DOCUMENT EXCERPT ->
□ □ □ □

2008-12-12 Spike activity

Quick links from the past week in mind and brain news:

Bad Science unclothes the latest in the line of bogus formula-based adverts – this time for the naughtiness of Britney’s breasts.

Hello Google porn surfers. Enjoy the neuroscience!

Interesting memory manipulation study reported by New Scientist who include a spurious reference to the brain in the title.

Cognitive Daily has a one two punch on whether seeing objects in a scene help us remember them.

Hypothesis / conclusion confusion hits BBC News as a study on HSV1 virus in Alzheimer’s plaques somehow reported as cold sores ‘an Alzheimer’s risk’.

Neurophilosophy has a good piece on whether the brain’s fear response is culture-specific.

[A small amount of the variance in] the quality of a man’s sperm depends on [well, correlates with] how intelligent he is, reports The Economist.

Neuroanthropology is one year old and celebrates with their top 10 posts.

The 50 greatest movie drug trips are listed by Den of Geek, although depending on how you read Rosemary’s Baby it mightn’t be a drug trip at all. She could be becoming psychotic.

Lack of sleep has genetic link with type 2 diabetes, reports Science News.

Advances in the History of Psychology has an excellent piece on systematic disobedience in Milgram’s studies.

□ □ □ □

DATASET EXCERPTS ->
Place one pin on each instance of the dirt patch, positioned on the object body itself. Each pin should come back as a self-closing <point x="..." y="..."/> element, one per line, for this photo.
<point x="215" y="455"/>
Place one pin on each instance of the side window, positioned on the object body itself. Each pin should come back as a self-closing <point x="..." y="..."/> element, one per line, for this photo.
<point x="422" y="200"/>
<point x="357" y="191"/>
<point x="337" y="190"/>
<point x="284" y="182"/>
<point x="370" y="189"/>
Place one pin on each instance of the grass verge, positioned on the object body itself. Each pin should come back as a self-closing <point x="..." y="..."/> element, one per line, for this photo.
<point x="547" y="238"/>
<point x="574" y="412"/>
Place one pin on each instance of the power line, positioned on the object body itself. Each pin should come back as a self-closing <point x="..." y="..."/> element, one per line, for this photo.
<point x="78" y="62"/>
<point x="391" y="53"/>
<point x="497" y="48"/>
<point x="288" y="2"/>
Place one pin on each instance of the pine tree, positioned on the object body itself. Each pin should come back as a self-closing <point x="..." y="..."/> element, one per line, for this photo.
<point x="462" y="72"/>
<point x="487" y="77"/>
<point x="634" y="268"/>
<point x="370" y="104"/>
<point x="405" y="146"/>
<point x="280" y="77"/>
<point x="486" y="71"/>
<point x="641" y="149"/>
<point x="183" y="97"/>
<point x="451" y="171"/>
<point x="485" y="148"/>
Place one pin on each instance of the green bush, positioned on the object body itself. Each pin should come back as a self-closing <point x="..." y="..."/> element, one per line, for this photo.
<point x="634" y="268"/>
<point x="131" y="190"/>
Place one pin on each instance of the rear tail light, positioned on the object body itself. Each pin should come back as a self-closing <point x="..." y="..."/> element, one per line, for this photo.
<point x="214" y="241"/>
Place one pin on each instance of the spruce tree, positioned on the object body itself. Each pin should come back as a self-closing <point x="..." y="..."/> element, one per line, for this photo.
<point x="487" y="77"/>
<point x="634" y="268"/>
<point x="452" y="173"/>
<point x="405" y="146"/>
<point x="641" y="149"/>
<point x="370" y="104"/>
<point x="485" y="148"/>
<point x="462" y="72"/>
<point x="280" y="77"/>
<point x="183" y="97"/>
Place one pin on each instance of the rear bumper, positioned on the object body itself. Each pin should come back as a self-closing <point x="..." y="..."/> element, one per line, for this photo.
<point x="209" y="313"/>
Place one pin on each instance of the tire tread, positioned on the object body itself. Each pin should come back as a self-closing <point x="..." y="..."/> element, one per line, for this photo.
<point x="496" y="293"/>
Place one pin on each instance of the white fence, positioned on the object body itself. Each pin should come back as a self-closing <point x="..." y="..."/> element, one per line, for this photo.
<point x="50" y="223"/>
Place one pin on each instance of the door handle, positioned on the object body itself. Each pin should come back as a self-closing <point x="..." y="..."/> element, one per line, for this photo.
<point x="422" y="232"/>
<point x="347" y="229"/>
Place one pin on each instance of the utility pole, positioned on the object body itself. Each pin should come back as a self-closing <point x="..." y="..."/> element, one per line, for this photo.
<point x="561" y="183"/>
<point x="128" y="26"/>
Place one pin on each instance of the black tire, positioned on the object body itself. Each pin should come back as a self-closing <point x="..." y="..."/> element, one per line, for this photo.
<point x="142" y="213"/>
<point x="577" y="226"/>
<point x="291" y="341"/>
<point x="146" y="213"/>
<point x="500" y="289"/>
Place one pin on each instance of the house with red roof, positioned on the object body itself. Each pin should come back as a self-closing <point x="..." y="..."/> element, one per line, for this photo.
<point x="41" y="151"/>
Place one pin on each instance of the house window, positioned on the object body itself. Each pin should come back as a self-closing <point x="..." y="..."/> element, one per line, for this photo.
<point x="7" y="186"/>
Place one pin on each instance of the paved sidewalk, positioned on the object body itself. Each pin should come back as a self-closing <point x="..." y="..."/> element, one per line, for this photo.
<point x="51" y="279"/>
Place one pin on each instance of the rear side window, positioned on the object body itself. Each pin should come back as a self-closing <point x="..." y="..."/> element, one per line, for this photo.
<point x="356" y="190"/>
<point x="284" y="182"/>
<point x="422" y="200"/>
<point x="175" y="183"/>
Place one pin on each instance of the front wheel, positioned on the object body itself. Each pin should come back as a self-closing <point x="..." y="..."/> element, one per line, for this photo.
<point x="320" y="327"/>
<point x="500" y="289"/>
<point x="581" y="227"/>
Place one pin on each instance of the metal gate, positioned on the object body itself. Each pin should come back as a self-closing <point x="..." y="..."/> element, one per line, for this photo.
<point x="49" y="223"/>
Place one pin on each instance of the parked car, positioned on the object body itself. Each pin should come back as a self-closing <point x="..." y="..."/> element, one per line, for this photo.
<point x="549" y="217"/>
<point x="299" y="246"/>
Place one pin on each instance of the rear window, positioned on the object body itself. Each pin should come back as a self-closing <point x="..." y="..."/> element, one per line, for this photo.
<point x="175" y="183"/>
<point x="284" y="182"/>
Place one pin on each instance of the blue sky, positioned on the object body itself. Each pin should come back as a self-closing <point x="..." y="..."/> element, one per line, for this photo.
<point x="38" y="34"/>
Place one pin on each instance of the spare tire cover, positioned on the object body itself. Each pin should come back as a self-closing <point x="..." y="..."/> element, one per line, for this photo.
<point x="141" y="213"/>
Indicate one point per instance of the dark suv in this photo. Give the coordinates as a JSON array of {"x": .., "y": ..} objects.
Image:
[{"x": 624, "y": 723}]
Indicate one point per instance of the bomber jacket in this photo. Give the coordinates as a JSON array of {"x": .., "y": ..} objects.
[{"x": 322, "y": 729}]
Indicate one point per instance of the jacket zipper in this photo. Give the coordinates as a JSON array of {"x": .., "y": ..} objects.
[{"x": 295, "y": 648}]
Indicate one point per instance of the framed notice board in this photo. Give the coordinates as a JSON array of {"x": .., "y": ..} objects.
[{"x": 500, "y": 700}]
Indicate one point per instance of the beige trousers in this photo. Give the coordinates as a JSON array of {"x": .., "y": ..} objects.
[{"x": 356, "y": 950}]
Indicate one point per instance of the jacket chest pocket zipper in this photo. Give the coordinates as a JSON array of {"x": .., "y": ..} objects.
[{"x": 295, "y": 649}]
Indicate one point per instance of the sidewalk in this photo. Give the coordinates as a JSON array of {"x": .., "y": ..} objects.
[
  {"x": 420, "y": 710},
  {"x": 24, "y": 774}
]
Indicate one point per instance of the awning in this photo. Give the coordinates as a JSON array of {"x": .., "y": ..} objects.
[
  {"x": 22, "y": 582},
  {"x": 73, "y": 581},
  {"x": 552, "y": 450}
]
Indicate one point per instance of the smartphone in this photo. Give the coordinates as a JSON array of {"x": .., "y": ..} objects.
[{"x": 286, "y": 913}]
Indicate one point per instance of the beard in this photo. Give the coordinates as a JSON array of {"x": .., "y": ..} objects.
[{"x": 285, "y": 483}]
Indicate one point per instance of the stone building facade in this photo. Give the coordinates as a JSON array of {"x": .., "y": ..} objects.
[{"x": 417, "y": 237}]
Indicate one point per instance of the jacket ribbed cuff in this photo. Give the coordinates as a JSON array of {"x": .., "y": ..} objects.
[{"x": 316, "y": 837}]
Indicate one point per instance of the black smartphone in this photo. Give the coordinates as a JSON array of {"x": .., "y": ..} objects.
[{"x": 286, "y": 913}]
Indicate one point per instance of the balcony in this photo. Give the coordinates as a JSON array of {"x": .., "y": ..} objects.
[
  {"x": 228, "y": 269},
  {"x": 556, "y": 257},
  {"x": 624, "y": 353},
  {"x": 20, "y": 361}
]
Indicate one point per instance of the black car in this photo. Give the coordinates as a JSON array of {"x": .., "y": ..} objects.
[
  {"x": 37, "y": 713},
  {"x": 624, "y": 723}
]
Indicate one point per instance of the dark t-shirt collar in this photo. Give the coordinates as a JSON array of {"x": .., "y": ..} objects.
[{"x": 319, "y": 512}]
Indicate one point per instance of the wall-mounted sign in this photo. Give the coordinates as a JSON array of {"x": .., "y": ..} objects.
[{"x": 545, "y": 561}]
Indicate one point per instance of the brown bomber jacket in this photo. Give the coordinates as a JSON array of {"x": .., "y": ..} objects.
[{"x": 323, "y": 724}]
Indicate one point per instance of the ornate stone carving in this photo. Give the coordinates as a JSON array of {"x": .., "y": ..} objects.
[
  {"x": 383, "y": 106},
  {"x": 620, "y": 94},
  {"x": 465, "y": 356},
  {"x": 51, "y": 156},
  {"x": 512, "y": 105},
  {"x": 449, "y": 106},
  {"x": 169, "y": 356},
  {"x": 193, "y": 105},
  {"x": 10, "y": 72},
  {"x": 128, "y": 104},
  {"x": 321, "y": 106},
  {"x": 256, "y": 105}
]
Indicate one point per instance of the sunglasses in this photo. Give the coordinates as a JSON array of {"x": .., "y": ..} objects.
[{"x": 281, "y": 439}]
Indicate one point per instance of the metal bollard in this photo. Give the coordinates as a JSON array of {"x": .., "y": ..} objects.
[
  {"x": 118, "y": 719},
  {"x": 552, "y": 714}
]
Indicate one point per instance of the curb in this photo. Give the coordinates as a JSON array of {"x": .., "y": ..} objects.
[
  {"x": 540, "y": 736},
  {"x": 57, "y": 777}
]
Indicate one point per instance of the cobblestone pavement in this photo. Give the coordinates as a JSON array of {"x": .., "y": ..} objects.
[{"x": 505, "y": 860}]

□ □ □ □

EXERCISE 1 -> Set down the passage of the mind and brain news roundup that begins with the words containing "Quick links from" and ends with "us remember them.", word for word.
EXERCISE 2 -> Resume the mind and brain news roundup from the point where it stops.

TASK ANSWER 1 ->
Quick links from the past week in mind and brain news:

Bad Science unclothes the latest in the line of bogus formula-based adverts – this time for the naughtiness of Britney’s breasts.

Hello Google porn surfers. Enjoy the neuroscience!

Interesting memory manipulation study reported by New Scientist who include a spurious reference to the brain in the title.

Cognitive Daily has a one two punch on whether seeing objects in a scene help us remember them.

TASK ANSWER 2 ->
Daniel Dennett and Andy Clark write in to New Scientist to react to claims of a ‘non-materialist neuroscience’. You can guess the rest.

The New York Times explores our sense of touch: primal, acute and easily duped.

Brain-to-computer interfaces are new portable, inexpensive, but are not ready for prime time yet, reports Scientific American.

Science Daily reports on the effects of unconscious constant exposure to adverts.

Some fantastic videos of developmental trajectories in cortical thickening are discussed by Developing Intelligence.

Scientific American Mind Matters blog reports of the role of the serotonin transporter gene 5-HTTLPR in affecting how people are affected by trauma.

Women more like to hand out phone number when most fertile, reports New Scientist.

Channel N finds an interesting video on the irresitible pull of irrational behaviour.